|

İfade özgürlüğünün vazgeçilemez ön koşulu kılık kıyafet özgürlüğüdür

İnsanın en temel özgürlüklerinden birisi ifade özgürlüğüdür. Bu bağlamda birey, ifade özgürlüğünü kullanmaya, özgür tercihi ile belirlediği bir kılıkla kamu alanına çıkarak başlar. Böyle bakıldığında kılık-kıyafet özgürlüğü ifade özgürlüğünün temel ön koşulu olarak kabul edilebilir.

Ahmet Gündoğdu
00:00 - 25/04/2013 Perşembe
Güncelleme: 22:06 - 24/04/2013 Çarşamba
Yeni Şafak
İfade özgürlüğünün vazgeçilemez ön koşulu kılık kı
İfade özgürlüğünün vazgeçilemez ön koşulu kılık kı

Türkiye bugünlerde, bu yüzyılda karşı karşıya kaldığı en önemli sorunlardan birisini çözüm süreci ile aşmaya çalışırken, yeni bir yüzyılda yeni ve demokratik bir anayasa ile kendini büyük gelecek idealine bağlanmaya gayret ediyor. Kısaca Türkiye kendini derinden yaralayan sorunları çözmeye çalışıyor. Kamu çalışanlarına uygulanan kılık-kıyafet uygulaması bunlardan birisidir. Bir yandan kadın istihdamının artırılması ve kız çocuklarının eğitimi için kampanyalar yürüten Türkiye, diğer yandan ironik bir biçimde kamu çalışanlarını kılık-kıyafet yönetmeliği üzerinden standart bir kılığa sokabilmenin çabası içerisindedir. Memur-Sen son dönemde yürüttüğü kampanya ile kamuoyunun ilgisini bu dramatik çelişkiye çekmekte, bu konudaki yanlıştan dönülmesi için yoğun bir çaba sarf etmektedir.

**Çıkarılan Girdiler:**
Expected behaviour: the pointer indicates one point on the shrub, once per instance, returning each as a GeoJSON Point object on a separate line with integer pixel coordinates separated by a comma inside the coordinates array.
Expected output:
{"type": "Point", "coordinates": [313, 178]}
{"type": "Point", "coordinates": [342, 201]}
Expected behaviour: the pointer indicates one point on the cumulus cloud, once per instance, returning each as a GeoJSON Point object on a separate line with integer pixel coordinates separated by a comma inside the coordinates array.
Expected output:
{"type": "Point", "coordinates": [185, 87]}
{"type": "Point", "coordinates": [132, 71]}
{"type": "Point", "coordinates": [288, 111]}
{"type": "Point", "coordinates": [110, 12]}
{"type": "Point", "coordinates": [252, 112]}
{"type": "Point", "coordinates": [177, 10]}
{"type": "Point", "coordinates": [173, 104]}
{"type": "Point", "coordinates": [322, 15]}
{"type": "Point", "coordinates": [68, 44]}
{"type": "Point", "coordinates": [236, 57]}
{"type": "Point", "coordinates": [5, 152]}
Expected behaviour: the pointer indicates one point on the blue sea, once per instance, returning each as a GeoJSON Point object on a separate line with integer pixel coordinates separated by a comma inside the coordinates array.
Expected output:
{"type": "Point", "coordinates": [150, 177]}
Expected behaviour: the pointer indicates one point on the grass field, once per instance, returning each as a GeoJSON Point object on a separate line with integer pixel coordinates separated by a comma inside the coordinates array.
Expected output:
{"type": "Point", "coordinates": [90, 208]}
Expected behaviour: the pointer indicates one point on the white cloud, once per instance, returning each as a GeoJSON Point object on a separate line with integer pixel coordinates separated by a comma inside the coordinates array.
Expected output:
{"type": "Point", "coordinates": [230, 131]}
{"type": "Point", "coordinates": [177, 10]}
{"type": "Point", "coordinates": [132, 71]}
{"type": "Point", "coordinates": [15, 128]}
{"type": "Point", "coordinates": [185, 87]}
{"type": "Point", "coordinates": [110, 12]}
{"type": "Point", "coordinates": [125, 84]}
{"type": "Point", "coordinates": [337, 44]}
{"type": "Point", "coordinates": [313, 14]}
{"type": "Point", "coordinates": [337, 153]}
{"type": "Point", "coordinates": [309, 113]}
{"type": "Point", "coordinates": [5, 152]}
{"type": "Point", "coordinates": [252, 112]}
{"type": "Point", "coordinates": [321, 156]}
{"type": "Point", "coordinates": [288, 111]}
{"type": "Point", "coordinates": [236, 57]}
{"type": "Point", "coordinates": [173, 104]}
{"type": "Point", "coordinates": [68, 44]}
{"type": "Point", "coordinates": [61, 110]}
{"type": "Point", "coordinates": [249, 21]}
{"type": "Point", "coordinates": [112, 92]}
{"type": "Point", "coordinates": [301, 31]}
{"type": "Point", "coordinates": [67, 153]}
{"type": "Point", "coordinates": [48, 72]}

**Yapılacaklar:**
1 – Kılık-kıyafet özgürlüğü üzerine olan metne göre aşağıdaki soruları yanıtlayın.
(a) İnsanın en temel özgürlüklerinden biri olarak hangi özgürlük gösteriliyor?
(b) Türkiye, kadın istihdamının artırılmasının yanı sıra hangi konu için kampanyalar yürütüyor?
(c) Metin hangi tarihte yayımlanmış?
2 – Girdilerde "line" dizesini içeren her satırı gösterin.
Metin ile girdiler birbirinden bağımsız iki ayrı malzemedir.

**Görev Yanıtları:**
1 –
(a) İfade özgürlüğü.
(b) Kız çocuklarının eğitimi.
(c) 25/04/2013 Perşembe.

2 –
Expected behaviour: the pointer indicates one point on the shrub, once per instance, returning each as a GeoJSON Point object on a separate line with integer pixel coordinates separated by a comma inside the coordinates array.
Expected behaviour: the pointer indicates one point on the cumulus cloud, once per instance, returning each as a GeoJSON Point object on a separate line with integer pixel coordinates separated by a comma inside the coordinates array.
Expected behaviour: the pointer indicates one point on the blue sea, once per instance, returning each as a GeoJSON Point object on a separate line with integer pixel coordinates separated by a comma inside the coordinates array.
Expected behaviour: the pointer indicates one point on the grass field, once per instance, returning each as a GeoJSON Point object on a separate line with integer pixel coordinates separated by a comma inside the coordinates array.
Expected behaviour: the pointer indicates one point on the white cloud, once per instance, returning each as a GeoJSON Point object on a separate line with integer pixel coordinates separated by a comma inside the coordinates array.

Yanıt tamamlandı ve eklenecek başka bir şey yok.